MISE EN PRATIQUE:
• A. Dans le texte sur la pollution de l'air et la fertilité, réécrivez le passage qui commence par « Plus précisément, sur » et s'arrête après « limité à 10 %. », en remplaçant « spermatozoïdes » par « gamètes mâles ».
• B. D'après le texte sur la pollution de l'air et la fertilité, combien d'hommes compte la population de l'étude menée à Taïwan ?

TEXTE À ANALYSER:
- - -
Selon une étude, l’exposition à la pollution de l’air aurait un impact sur la morphologie des spermatozoïdes et pourrait entraîner l’infertilité. Cette étude ne fait pas l’unanimité
On savait déjà que la pollution de l’air augmentait considérablement les risques de mourir d’un cancer du poumon, d’un accident vasculaire cérébral (AVC) ou d’un infarctus.
Une étude publiée mardi 21 novembre dans la revue Occupational & Environmental Medecine suggère désormais qu’elle pourrait également expliquer l’infertilité d’un « nombre significatif de couples ». On estime aujourd’hui à 48,5 millions les couples sont touchés par l’infertilité dans le monde et la majorité des cas a pour origine l’homme.
Menée à Taïwan entre 2001 et 2014 sur une population de 6 457 hommes âgés de 15 à 49 ans, l’étude conclut à un « lien fort » entre l’exposition aux particules fines PM 2,5 (de diamètre inférieur à 2,5 µm) et une dégradation de la qualité du sperme.
Plus précisément, sur une période d’observation de deux ans, à chaque augmentation de 5 µg/m³ de PM 2,5 est associée une baisse de 1,29 % du nombre de spermatozoïdes à la morphologie (taille, forme et mouvement) normale et à une augmentation de 26 % du risque d’avoir un taux de spermatozoïdes normal limité à 10 %.
Les niveaux de PM2.5 ont été estimés pour l’adresse du domicile de chaque participant pendant une période de trois mois, correspondant à la durée nécessaire pour générer le sperme, et sur deux ans en moyenne, en utilisant une approche mathématique combinée aux données satellites de la NASA.
- - -
INFORMATIONS FOURNIES:
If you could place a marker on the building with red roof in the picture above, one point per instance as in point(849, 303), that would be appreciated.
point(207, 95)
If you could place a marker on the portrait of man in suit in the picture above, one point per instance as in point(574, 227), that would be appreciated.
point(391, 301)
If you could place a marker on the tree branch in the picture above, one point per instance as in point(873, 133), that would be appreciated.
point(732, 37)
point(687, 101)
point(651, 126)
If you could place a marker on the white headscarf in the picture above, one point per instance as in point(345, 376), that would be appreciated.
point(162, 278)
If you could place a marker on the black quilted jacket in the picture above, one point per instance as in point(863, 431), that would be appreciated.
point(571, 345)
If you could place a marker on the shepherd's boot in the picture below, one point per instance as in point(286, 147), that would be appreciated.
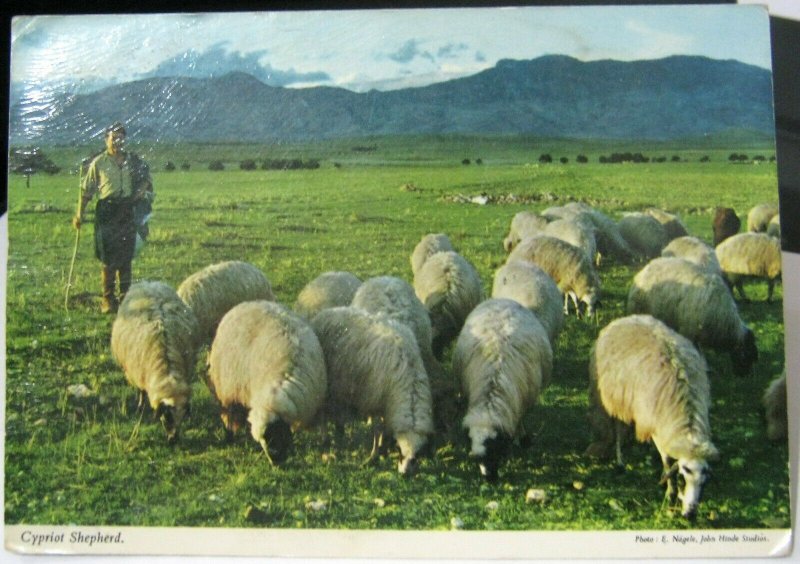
point(109, 303)
point(125, 277)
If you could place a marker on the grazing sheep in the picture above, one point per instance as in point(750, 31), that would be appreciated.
point(569, 267)
point(672, 224)
point(645, 374)
point(375, 367)
point(694, 250)
point(533, 288)
point(695, 303)
point(576, 233)
point(430, 244)
point(395, 298)
point(266, 364)
point(775, 408)
point(154, 339)
point(774, 226)
point(750, 255)
point(644, 234)
point(523, 225)
point(504, 360)
point(329, 289)
point(607, 235)
point(214, 290)
point(449, 287)
point(758, 217)
point(725, 224)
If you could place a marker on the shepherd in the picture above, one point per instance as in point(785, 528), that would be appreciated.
point(121, 180)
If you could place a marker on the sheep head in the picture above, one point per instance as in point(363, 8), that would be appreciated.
point(691, 475)
point(489, 447)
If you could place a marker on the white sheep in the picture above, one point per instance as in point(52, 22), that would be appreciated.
point(533, 288)
point(266, 363)
point(645, 374)
point(449, 286)
point(775, 409)
point(774, 226)
point(214, 290)
point(575, 232)
point(759, 216)
point(695, 303)
point(643, 233)
point(673, 226)
point(504, 360)
point(329, 289)
point(694, 250)
point(569, 267)
point(430, 244)
point(524, 224)
point(750, 255)
point(607, 235)
point(375, 367)
point(154, 338)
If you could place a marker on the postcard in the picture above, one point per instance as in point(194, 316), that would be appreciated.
point(460, 283)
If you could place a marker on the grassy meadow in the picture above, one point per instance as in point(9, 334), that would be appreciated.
point(87, 457)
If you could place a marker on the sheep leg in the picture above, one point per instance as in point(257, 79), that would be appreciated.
point(619, 430)
point(377, 441)
point(141, 401)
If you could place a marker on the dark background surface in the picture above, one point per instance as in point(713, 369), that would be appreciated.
point(785, 39)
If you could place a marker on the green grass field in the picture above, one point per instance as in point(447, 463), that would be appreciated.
point(95, 460)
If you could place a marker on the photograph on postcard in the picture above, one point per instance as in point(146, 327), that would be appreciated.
point(465, 271)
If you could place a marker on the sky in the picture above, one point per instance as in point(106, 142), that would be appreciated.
point(364, 49)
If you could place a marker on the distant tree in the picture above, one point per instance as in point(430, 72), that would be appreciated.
point(29, 161)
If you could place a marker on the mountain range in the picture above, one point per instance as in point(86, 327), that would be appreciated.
point(550, 96)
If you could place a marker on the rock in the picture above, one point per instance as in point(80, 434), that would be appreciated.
point(535, 496)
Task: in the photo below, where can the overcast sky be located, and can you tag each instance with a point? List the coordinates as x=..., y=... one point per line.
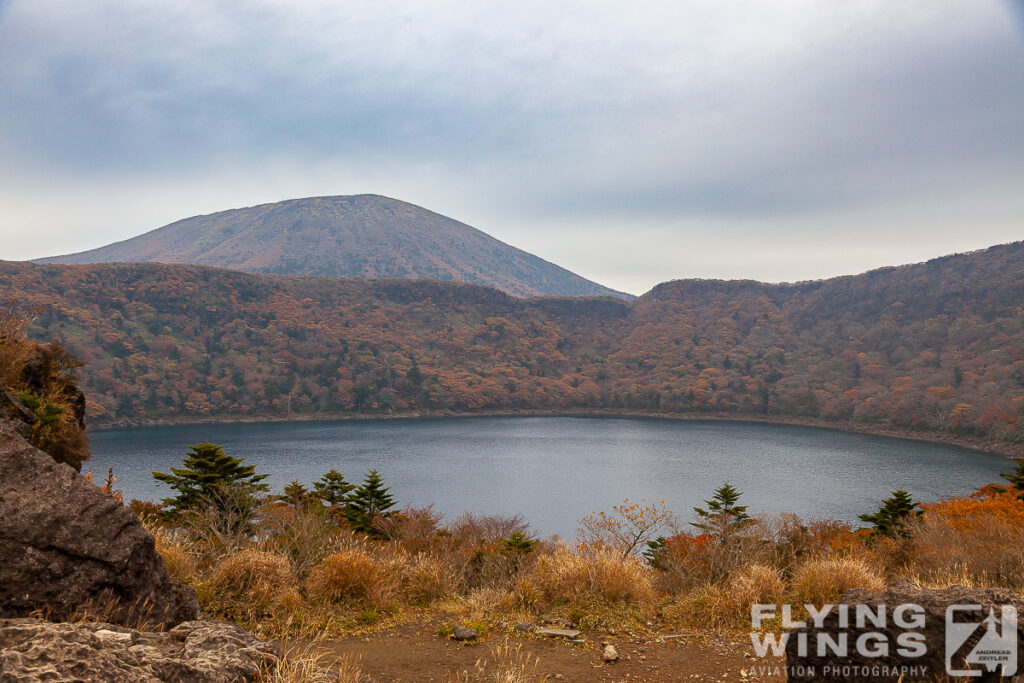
x=632, y=142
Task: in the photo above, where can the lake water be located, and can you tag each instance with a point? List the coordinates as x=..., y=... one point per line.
x=555, y=470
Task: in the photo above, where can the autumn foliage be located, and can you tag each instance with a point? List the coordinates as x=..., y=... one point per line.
x=937, y=346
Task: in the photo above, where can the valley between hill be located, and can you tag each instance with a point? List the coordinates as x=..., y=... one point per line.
x=929, y=350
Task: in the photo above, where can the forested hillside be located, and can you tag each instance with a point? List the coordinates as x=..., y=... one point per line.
x=932, y=346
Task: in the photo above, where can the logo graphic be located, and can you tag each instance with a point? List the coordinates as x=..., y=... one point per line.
x=975, y=641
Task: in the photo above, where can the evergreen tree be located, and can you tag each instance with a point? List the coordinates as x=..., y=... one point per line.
x=296, y=495
x=722, y=516
x=207, y=470
x=333, y=488
x=892, y=516
x=1016, y=477
x=369, y=502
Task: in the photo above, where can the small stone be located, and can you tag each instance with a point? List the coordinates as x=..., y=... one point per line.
x=571, y=634
x=109, y=636
x=463, y=634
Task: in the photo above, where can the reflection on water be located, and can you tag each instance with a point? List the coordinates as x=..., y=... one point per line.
x=556, y=470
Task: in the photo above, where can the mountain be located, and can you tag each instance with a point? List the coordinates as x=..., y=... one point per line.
x=936, y=346
x=365, y=236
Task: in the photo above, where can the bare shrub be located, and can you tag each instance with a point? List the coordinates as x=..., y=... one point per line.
x=470, y=528
x=727, y=607
x=224, y=521
x=628, y=526
x=413, y=528
x=304, y=534
x=989, y=553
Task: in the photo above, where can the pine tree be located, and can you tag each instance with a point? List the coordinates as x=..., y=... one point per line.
x=369, y=502
x=893, y=514
x=333, y=488
x=1016, y=477
x=208, y=470
x=296, y=495
x=722, y=516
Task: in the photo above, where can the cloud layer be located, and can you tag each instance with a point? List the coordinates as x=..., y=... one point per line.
x=633, y=142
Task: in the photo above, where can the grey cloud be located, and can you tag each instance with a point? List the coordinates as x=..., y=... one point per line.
x=516, y=115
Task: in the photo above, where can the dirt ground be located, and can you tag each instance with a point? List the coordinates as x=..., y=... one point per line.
x=416, y=653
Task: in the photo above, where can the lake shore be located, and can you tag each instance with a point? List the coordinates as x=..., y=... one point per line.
x=965, y=441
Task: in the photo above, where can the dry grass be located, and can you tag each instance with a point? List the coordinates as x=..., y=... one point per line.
x=356, y=574
x=987, y=552
x=427, y=579
x=306, y=665
x=257, y=575
x=822, y=581
x=585, y=572
x=181, y=559
x=728, y=607
x=506, y=665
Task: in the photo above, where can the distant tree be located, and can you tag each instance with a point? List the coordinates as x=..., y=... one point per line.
x=207, y=471
x=722, y=516
x=628, y=526
x=369, y=503
x=892, y=516
x=333, y=488
x=296, y=495
x=1016, y=477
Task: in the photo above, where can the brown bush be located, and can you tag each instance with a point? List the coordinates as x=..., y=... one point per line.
x=988, y=552
x=822, y=581
x=583, y=572
x=356, y=574
x=428, y=578
x=253, y=574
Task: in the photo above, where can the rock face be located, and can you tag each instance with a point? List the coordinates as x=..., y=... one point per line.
x=69, y=548
x=209, y=651
x=920, y=631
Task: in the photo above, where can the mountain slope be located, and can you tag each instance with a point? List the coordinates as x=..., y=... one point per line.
x=365, y=236
x=936, y=346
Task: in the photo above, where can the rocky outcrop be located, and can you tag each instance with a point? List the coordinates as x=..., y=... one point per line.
x=67, y=548
x=192, y=652
x=912, y=642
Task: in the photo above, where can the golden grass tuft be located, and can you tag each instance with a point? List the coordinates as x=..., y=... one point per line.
x=306, y=665
x=180, y=559
x=507, y=664
x=585, y=572
x=822, y=581
x=756, y=584
x=356, y=574
x=252, y=573
x=428, y=579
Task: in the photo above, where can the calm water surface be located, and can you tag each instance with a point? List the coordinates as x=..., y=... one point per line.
x=556, y=470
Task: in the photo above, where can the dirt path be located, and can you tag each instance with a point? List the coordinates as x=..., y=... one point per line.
x=415, y=653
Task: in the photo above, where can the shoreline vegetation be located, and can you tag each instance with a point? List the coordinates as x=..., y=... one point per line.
x=970, y=442
x=331, y=558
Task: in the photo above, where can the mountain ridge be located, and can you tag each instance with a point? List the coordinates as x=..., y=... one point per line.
x=934, y=347
x=360, y=236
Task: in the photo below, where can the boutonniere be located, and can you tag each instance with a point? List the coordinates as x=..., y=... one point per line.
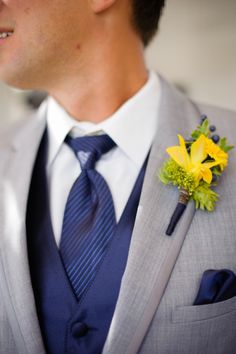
x=195, y=167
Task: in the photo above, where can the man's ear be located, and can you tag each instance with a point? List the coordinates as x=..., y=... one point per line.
x=101, y=5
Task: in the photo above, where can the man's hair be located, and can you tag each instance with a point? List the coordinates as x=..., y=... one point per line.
x=146, y=15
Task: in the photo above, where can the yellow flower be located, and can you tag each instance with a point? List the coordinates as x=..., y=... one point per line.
x=194, y=162
x=216, y=153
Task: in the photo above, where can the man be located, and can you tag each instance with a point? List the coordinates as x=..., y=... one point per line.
x=134, y=290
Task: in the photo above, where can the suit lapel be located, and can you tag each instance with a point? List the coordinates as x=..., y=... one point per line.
x=152, y=254
x=15, y=282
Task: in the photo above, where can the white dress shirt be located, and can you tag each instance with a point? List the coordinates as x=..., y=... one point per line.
x=132, y=128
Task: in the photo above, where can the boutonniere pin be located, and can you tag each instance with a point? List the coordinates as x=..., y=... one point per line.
x=195, y=166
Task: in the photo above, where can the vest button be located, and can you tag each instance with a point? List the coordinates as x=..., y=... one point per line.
x=79, y=329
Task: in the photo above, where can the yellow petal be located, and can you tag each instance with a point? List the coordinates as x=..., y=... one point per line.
x=181, y=141
x=206, y=175
x=179, y=154
x=198, y=150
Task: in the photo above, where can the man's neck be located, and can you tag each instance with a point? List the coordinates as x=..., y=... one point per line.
x=103, y=84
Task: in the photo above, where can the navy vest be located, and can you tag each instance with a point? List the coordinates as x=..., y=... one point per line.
x=69, y=326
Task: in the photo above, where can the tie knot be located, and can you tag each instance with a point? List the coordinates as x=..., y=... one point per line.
x=89, y=149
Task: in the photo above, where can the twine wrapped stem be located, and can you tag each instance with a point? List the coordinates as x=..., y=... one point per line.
x=180, y=208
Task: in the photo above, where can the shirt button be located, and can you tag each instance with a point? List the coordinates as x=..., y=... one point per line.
x=79, y=329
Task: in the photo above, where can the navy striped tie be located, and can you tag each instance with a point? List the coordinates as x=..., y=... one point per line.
x=89, y=219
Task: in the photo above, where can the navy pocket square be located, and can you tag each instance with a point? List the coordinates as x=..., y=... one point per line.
x=216, y=286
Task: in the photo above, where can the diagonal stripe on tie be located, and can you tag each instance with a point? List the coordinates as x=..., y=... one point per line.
x=89, y=217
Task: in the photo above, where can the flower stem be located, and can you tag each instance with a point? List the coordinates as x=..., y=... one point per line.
x=179, y=210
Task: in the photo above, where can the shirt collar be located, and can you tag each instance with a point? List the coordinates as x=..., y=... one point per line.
x=132, y=126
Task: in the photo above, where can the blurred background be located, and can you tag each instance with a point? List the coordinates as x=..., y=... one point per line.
x=195, y=49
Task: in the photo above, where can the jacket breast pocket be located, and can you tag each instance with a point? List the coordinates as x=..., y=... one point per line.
x=185, y=314
x=208, y=329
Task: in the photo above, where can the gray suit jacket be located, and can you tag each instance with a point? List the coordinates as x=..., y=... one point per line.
x=154, y=312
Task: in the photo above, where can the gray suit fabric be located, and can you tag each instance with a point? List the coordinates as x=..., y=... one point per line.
x=154, y=312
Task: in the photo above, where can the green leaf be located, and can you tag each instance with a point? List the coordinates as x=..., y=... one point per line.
x=201, y=129
x=204, y=197
x=172, y=173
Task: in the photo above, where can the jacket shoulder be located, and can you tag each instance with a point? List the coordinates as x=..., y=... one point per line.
x=223, y=119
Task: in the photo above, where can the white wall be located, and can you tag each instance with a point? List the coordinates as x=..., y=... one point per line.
x=195, y=48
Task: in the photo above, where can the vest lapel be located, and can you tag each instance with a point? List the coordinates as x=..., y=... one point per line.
x=152, y=254
x=15, y=277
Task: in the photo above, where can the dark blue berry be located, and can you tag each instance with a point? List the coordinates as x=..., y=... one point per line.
x=214, y=179
x=212, y=128
x=203, y=118
x=215, y=138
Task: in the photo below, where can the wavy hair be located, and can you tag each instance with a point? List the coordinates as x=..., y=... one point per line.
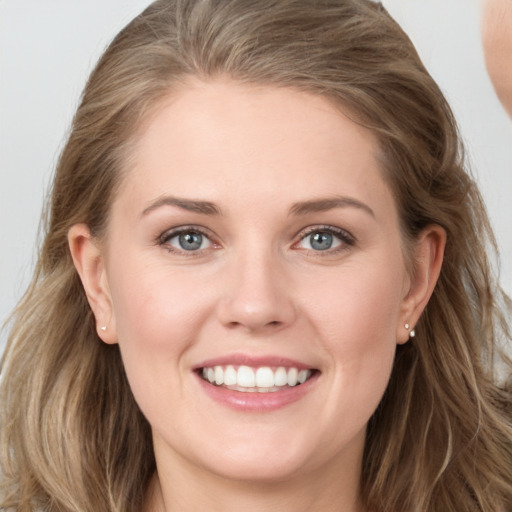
x=73, y=438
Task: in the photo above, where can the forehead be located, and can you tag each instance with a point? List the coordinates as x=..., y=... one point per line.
x=225, y=140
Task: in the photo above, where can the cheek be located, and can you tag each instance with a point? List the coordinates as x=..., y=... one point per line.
x=357, y=324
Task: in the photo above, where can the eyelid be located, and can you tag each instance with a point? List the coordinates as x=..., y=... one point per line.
x=347, y=239
x=169, y=234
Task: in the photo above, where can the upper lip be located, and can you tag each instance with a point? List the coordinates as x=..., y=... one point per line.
x=253, y=361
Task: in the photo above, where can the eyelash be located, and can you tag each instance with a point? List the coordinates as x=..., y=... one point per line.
x=164, y=239
x=346, y=238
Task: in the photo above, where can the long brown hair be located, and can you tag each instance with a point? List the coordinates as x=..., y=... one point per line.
x=73, y=438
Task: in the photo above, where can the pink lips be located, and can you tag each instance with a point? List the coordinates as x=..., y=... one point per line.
x=255, y=402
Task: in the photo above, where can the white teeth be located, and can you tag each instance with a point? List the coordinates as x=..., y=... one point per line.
x=293, y=373
x=245, y=377
x=302, y=377
x=262, y=379
x=230, y=376
x=281, y=377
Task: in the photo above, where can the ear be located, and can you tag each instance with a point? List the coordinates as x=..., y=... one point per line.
x=89, y=263
x=427, y=260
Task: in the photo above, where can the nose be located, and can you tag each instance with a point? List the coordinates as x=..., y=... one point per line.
x=257, y=295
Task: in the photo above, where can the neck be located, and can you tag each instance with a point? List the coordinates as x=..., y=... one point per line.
x=190, y=490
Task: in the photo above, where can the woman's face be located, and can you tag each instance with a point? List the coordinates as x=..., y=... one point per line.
x=254, y=242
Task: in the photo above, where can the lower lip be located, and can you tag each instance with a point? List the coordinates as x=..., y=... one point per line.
x=257, y=402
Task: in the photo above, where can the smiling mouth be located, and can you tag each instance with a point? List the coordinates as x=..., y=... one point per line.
x=263, y=379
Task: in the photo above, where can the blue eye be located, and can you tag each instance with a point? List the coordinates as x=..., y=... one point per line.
x=325, y=239
x=187, y=240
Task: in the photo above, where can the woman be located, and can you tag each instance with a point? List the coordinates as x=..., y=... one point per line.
x=264, y=283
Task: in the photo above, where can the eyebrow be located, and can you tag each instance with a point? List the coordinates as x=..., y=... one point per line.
x=191, y=205
x=329, y=203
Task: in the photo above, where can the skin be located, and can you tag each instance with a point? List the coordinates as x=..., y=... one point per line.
x=257, y=288
x=497, y=42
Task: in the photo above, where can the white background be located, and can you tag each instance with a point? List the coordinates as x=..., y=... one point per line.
x=48, y=47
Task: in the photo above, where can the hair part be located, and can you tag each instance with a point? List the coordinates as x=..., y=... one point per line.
x=73, y=438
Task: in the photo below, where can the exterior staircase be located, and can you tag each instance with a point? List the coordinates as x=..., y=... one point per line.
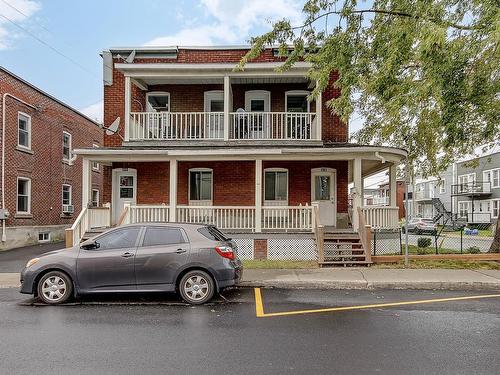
x=339, y=248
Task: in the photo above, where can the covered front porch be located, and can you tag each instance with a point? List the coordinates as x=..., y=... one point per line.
x=241, y=191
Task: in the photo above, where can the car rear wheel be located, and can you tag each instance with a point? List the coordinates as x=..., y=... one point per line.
x=54, y=287
x=196, y=287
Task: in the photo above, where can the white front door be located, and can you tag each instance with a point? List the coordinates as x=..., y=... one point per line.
x=124, y=190
x=323, y=193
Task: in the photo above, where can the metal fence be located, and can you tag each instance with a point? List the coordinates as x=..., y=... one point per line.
x=462, y=241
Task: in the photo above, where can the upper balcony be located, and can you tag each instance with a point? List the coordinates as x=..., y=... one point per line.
x=473, y=188
x=213, y=106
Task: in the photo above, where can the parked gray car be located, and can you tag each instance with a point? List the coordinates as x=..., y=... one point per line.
x=195, y=261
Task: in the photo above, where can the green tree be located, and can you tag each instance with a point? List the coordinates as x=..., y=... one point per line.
x=424, y=74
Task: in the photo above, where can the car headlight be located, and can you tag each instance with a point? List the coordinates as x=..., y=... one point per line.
x=31, y=262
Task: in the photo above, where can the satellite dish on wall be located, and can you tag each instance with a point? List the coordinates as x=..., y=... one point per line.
x=113, y=128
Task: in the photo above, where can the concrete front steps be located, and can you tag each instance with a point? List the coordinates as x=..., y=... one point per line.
x=343, y=249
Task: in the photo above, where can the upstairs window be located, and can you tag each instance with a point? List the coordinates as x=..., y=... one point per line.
x=296, y=101
x=276, y=185
x=66, y=146
x=158, y=101
x=200, y=184
x=23, y=195
x=24, y=130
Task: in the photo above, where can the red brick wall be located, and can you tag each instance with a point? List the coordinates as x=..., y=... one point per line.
x=152, y=182
x=44, y=166
x=189, y=98
x=333, y=129
x=234, y=182
x=299, y=180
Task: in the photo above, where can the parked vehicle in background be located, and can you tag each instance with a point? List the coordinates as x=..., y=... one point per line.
x=420, y=225
x=196, y=261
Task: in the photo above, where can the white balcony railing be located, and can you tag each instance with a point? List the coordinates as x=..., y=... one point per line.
x=176, y=125
x=271, y=125
x=159, y=126
x=381, y=216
- - -
RÉSULTATS DE L'EXERCICE:
• A.
Plus précisément, sur une période d’observation de deux ans, à chaque augmentation de 5 µg/m³ de PM 2,5 est associée une baisse de 1,29 % du nombre de gamètes mâles à la morphologie (taille, forme et mouvement) normale et à une augmentation de 26 % du risque d’avoir un taux de gamètes mâles normal limité à 10 %.

• B. 6 457 hommes âgés de 15 à 49 ans.